== Quoted text

Tweedledee and Tweedledum
Were alike as a pair of thumbs
Joined with steepled hands
Each equally adept at theft
Passing the ball from Pete to Paul
Though one be right, the other left
Equally ready with a promise and a lie
Equally able to hold a twinkle in an eye
Doubly able to look dignified on cable
Or chew the fat at a banquet table
Courting the high rollers in his or her stable
Could I go on until the dawn?
Could I go on until you yawn?
Yet I prefer to show some mercy
Rather than endlessly versi-
Though one may win and one may lose
There's really not that much to choose
Leastways I can see
Tween Tweedledum and Tweedledee
Every election brings the war back home -- into the living room, the kitchen, the bedroom, maybe even the bath. Anywhere, in fact, a TV blares.
Accusations, angry denials, protests of innocence, of misunderstanding, of lies, misstated facts and deliberate twists of truthiness thunder from the idiot box hour after hour until anger and indigestion have taken up residence like squirrels in the attic.
Less filling! Tastes great!
As in beer commercials, the candidates advertise how great it's going to be if you drink fiscal responsibility or job creation. The flavors change a little from year to year, less tort reform, more Citizens United this time around.
Does it ever make a difference whom we elect? "The oysters were curious, too." That's from Alice in Wonderland, when Alice meets that charming pair, Tweedledum and Tweedledee.
Of course, this is only my opinion, and I'm sure some others may disagree, but political candidates in our elections don't really offer much of a choice. They all seem cut from the same elite cloth, and their handlers have sewn them into very conventional suits.
Okay, I have seen the strong opinions on Patch and elsewhere about Elizabeth Warren and Scott Brown. Somehow the warring camps have convinced intelligent people that it matters who is elected, that one has better character or embraces a better platform of issues.

====
== Source records

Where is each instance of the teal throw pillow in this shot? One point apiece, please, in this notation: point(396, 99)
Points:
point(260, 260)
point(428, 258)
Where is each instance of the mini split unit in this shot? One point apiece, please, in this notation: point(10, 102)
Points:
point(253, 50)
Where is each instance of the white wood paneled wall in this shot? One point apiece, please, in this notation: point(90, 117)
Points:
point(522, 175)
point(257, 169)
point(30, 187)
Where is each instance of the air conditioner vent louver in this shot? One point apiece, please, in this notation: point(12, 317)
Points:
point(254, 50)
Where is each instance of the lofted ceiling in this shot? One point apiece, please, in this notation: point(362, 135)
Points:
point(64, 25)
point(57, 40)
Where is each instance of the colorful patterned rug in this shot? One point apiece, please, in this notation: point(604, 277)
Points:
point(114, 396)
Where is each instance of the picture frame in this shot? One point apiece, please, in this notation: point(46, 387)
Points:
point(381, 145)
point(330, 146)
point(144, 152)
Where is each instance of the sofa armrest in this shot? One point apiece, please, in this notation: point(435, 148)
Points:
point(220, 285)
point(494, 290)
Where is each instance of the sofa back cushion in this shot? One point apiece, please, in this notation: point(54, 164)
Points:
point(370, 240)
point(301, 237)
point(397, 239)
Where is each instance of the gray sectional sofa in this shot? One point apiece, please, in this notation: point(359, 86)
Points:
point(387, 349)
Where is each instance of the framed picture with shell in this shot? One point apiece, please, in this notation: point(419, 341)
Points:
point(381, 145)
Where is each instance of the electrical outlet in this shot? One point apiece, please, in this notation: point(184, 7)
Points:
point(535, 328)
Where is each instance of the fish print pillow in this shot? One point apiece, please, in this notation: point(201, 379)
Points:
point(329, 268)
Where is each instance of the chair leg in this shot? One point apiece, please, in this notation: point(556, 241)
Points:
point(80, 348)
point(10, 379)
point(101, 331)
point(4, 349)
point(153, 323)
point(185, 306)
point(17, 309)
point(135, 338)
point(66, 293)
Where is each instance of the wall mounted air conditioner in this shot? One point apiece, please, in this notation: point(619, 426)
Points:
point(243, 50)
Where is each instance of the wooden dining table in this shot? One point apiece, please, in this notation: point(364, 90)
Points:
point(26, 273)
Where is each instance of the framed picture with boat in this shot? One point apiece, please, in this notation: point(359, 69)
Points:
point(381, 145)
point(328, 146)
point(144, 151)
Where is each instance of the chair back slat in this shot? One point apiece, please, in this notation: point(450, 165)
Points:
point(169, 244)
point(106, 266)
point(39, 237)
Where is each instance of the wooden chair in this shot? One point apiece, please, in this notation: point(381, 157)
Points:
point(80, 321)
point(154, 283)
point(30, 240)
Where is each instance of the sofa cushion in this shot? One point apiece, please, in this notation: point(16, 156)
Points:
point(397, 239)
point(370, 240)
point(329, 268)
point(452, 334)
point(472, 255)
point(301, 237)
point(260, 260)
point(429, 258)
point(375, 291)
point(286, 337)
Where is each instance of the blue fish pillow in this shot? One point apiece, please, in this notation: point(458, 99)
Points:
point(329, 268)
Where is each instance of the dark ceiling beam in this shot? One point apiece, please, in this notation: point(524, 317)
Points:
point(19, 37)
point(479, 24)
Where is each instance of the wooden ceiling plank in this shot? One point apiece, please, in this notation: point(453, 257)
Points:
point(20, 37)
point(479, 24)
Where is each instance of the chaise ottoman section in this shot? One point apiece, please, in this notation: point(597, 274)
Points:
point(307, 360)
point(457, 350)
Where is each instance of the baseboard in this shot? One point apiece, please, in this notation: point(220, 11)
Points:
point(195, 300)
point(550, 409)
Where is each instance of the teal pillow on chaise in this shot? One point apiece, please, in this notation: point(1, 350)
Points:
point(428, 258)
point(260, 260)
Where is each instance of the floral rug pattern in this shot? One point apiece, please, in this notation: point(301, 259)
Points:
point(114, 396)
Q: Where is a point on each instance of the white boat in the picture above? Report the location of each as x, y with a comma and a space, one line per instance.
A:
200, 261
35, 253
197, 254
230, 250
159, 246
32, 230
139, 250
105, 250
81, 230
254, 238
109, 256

====

■ Stated exercise 1
Output the lines of the entries word for word, beginning at the line that contains "Where is each instance of the lofted" and stopping after the line that contains "point(243, 50)".
■ Stated exercise 2
Pick up the Tweedledee and Tweedledum election essay after its last sentence and keep writing it.
The Tweedledee and Tweedledum election essay and the entries come from separate sources.

■ Written reply 1
Where is each instance of the lofted ceiling in this shot? One point apiece, please, in this notation: point(362, 135)
Points:
point(64, 25)
point(57, 40)
Where is each instance of the colorful patterned rug in this shot? One point apiece, please, in this notation: point(604, 277)
Points:
point(114, 396)
Where is each instance of the picture frame in this shot? One point apiece, please, in this notation: point(46, 387)
Points:
point(381, 145)
point(330, 146)
point(144, 152)
Where is each instance of the sofa armrest in this shot? One point apiece, please, in this notation: point(435, 148)
Points:
point(220, 285)
point(494, 290)
Where is each instance of the sofa back cushion in this shot? One point apiece, please, in this notation: point(54, 164)
Points:
point(370, 240)
point(301, 237)
point(397, 239)
Where is each instance of the gray sectional sofa in this shot? One point apiece, please, in this notation: point(359, 86)
Points:
point(387, 349)
Where is each instance of the framed picture with shell in this shot? One point apiece, please, in this notation: point(419, 341)
Points:
point(381, 145)
Where is each instance of the electrical outlet in this shot? One point apiece, please, in this notation: point(184, 7)
Points:
point(535, 328)
Where is each instance of the fish print pillow in this shot? One point apiece, please, in this notation: point(201, 379)
Points:
point(329, 268)
Where is each instance of the chair leg in this shot? One point apiece, please, in this notation: point(556, 241)
Points:
point(80, 348)
point(10, 379)
point(101, 331)
point(4, 349)
point(153, 323)
point(185, 306)
point(17, 309)
point(135, 338)
point(66, 293)
Where is each instance of the wall mounted air conditioner in this shot? One point apiece, please, in this notation: point(619, 426)
Points:
point(243, 50)

■ Written reply 2
They are both decent people, and yet both have convinced themselves, and their followers, that their opponent would be much much worse in office. From what I can see, Brown has better packaging and Warren a more righteous pose. It is like the old Star-Kist tuna ad from forty years ago. "Star-Kist don't want tunas with good taste, Star-Kist wants tunas that taste good. Sorry, Charlie." Who do you think will win?
The presidential race is similar, yet Romney has so much money behind him that he almost tastes good. Obama has the scent of good taste about him this time around. Against McCain it was all about hope, and hope and promise taste very good. This time he carries a huge burden of failed promise, yet the threat of Romney as a looter of the middle class almost makes Obama look good.
They are both central casting candidates, but star in different movies. Which movie you prefer to see depends a lot on expectations and very little on real outcomes. You'll get the same stale popcorn with glistening motor oil, if you want it, and movie candy that sticks in your teeth. And after the movie, how long will you remember what it was all about?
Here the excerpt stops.